Region pointing data:
=-=-=-=-=

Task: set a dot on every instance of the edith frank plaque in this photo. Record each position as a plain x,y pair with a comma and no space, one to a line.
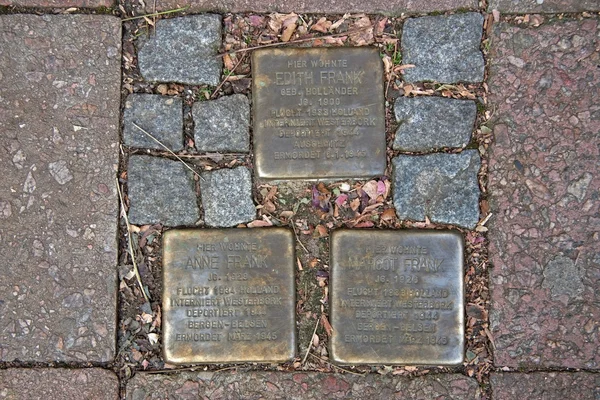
397,297
228,295
318,113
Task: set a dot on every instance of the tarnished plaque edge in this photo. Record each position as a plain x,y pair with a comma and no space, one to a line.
261,174
461,314
293,342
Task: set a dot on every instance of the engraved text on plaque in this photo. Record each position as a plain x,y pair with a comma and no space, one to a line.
397,297
228,295
318,113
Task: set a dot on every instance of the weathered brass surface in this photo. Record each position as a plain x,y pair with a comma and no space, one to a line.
228,295
397,297
318,113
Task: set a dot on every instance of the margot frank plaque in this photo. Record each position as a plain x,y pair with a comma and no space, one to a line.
397,297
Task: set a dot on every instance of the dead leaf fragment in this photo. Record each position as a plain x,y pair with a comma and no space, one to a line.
322,25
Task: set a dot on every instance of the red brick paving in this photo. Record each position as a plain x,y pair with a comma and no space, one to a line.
59,132
543,6
299,385
58,3
545,386
544,181
394,7
58,384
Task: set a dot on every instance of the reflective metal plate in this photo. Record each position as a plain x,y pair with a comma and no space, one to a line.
318,113
228,295
397,297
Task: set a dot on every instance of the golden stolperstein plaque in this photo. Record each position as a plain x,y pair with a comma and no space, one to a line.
228,295
397,297
318,113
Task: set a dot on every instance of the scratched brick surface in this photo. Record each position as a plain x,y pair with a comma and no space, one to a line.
544,181
299,386
58,384
59,133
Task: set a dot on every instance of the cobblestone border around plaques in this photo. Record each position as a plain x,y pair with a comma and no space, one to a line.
262,199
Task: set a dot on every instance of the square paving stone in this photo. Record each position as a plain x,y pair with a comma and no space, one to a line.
229,295
58,384
300,385
222,124
161,191
441,186
544,185
428,123
183,50
59,133
160,116
318,113
397,297
227,197
443,48
545,385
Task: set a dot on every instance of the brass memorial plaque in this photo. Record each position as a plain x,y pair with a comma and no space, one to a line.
228,295
318,113
397,297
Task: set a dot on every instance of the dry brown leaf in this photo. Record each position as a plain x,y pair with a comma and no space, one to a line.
162,89
315,340
269,207
337,23
321,230
286,214
326,325
276,22
228,62
289,27
380,27
370,188
364,34
322,25
259,223
388,215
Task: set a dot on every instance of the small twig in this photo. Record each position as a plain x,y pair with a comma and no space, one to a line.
131,253
295,41
310,343
155,14
297,238
335,366
227,77
169,150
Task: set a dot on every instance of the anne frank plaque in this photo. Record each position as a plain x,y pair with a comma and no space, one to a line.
228,295
318,113
397,297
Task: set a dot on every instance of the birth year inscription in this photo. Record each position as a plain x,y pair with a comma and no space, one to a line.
397,297
228,295
318,113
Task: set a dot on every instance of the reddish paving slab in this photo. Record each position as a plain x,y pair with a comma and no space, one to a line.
543,6
59,133
394,7
545,386
544,181
58,3
299,385
58,384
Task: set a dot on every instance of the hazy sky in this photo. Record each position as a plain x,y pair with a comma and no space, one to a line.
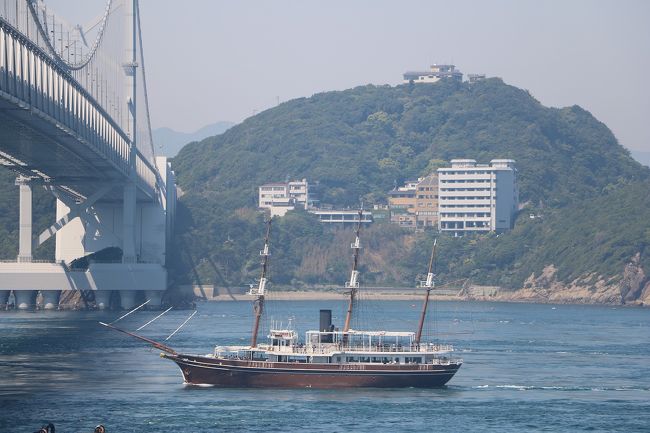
211,60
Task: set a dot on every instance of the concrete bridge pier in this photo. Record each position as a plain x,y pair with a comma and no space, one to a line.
4,298
25,299
50,299
103,299
155,299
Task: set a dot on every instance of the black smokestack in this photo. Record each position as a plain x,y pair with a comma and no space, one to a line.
325,325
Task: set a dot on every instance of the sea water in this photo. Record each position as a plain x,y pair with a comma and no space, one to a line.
527,367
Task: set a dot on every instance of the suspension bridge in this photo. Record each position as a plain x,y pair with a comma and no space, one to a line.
74,119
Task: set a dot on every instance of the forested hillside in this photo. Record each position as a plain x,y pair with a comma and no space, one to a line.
590,199
591,196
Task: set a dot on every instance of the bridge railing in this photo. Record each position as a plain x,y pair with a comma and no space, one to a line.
30,76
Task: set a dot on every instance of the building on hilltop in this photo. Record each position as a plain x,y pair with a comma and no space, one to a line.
415,204
473,78
281,197
436,73
477,197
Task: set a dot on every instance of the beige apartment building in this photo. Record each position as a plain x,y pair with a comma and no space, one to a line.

=-=-=-=-=

**EXERCISE**
Every entry above should be printed again exactly, except for the pictures.

**THE ANSWER**
Task: set a dot on every instance of the edith frank plaque in this photo. Record each position as a plain x,y pair with a comma and no space, one to a line.
397,297
228,295
318,113
Task: set a dot on every instance of the tarnished plaque edge in this photo. Record each position as a plain x,y pair with a comma and no space, one to a line.
261,174
461,314
293,342
Task: set a dot on every instance of the engraved text on plaque in this photo. Record each position as a plain x,y pair with a comma and no space, one to a line.
397,297
228,295
318,113
Task: set a dot on every instance of the weathered brass surface in this photo. Record each position as a plain x,y pair with a comma and no space, one to a line.
228,295
397,297
318,113
Task: set a dot on every instance of the margot frank plaque in this photo. Record each position as a plain x,y pair with a comma and no space, one to a line.
397,297
Task: set a dot on every instance of the dead leaf fragment in this photo. Record each position as a plain x,y pair with a comma and no space, one to a line.
322,25
Task: set a dot on every instance of the red brick paving in this photo. Record each position as a plain x,y pair with a comma and no space, one to a line.
59,132
543,6
299,385
58,3
545,386
544,181
394,7
58,384
Task: set a dot on every instance of the reflective metal plate in this photo. Record each position as a plain x,y pair with a comma and no space, one to a line.
318,113
228,295
397,297
Task: set a dot on every instance of the golden stolperstein plaque in this photo. Record each position as a plain x,y pair with a comma and no space, one to a line.
228,295
397,297
318,113
Task: set a dot on every instance of the scratched brick surface in this photo. Record each position as a plain x,y pair with a comma and no space, one to a line.
544,181
299,386
58,384
59,133
Task: set a dot on every instance of the cobblestone border around plaques in this photo. Record each position as a plain x,y pair with a comma and no space, one to a line.
262,199
Task: set a dot on every instance of the square paving stone in this photo. Record each position as a plain x,y pair with a comma and no space, one to a line.
229,295
58,384
300,385
222,124
161,191
441,186
544,185
428,123
183,50
59,133
160,116
318,113
397,297
227,197
443,48
545,385
Task: set a dot on every instance of the brass memorial plaque in this photo. Record each position as a plain x,y pair with a comma and no space, one to a line.
228,295
318,113
397,297
Task: set a dot on every instance of the dry brown leaf in this photo. Record each position as a plain x,y pair with a comma and no space, one to a line.
162,89
315,340
269,207
337,23
321,230
286,214
326,325
276,22
228,62
289,27
380,27
370,188
364,34
322,25
259,223
388,215
Task: set a dot on every instance of the small twig in this photo. Record each position as a plain x,y pair with a comma and no space, one to a line.
131,253
295,41
310,343
155,14
297,238
335,366
227,77
169,150
Task: set a dot on every instance of the anne frank plaque in this photo. Record each position as a plain x,y pair with a comma and no space, one to a line.
228,295
318,113
397,297
Task: set a dot on every instance of the birth year inscription in this photo. Record each position as a plain x,y pair with a comma and no space, one to a line.
397,297
228,295
318,113
Task: set a dot on every instance of the reddish paving slab in this photo. Record each position as a plain x,y pair with a comma and no space, one to a line.
543,6
59,133
394,7
545,386
544,181
58,3
299,385
58,384
Task: set a dot on every instance of the hazy sky in this photo. Record each position as a plain x,y pair with a comma and no space, one to a line.
211,60
Task: set a dot on every instance of the concrete bridge pier in this photo. Record each position as a plain x,y pair with a comma and no space, one to a line.
4,298
25,299
50,299
103,299
155,299
Task: set a dot on every instance of the black smokestack in this photo. Record each position as a plain x,y pair with a comma and no space, one to a line.
325,325
Task: set a dot on every instance of the sea water in this photo. Record each position as a plain x,y pair with a comma and no space, one to a line.
527,367
Task: set a dot on every instance of the suspension bridge in this photo. Record each position as a plain x,y pair with a comma and no space, one to a line.
74,119
Task: set a dot on every instance of the forested hillside in this photo. Record each position as a plain x,y pair with a comma and no space, one to a line.
590,199
591,196
Task: set a dot on every instance of the bridge railing in this photo. Record each position as a plain x,y pair with a comma and no space, one to a line.
30,76
Task: set a dot on every instance of the building on hilltop in this photo. Record each position as a plain x,y pair with a comma and no space, one to a line.
415,204
473,78
281,197
436,73
477,197
Task: set a dot on every instance of the beige apartment building in this photo. Record each position as a plain x,y pair with a comma and no space, one to a line.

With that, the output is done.